>>>>

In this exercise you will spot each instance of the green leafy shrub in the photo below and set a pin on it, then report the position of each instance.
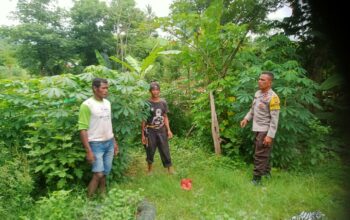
(16, 184)
(65, 204)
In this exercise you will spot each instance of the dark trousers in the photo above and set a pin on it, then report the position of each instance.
(261, 155)
(158, 139)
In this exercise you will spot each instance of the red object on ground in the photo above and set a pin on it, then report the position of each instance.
(186, 184)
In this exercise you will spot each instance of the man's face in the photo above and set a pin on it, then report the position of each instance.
(155, 93)
(101, 91)
(264, 82)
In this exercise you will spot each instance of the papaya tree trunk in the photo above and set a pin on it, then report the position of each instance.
(214, 125)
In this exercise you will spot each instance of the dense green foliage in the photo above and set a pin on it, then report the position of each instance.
(40, 118)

<<<<

• _Action item_
In the entries, the line containing "In this exercise you will spot each instance of the dense" and every line after it through the last are to be duplicated exactly, and no other line is to be included.

• _Response below_
In this exercise you will spot each instance of the dense green foliage in the photo above and set a pin on it, then report the position of each instance.
(40, 118)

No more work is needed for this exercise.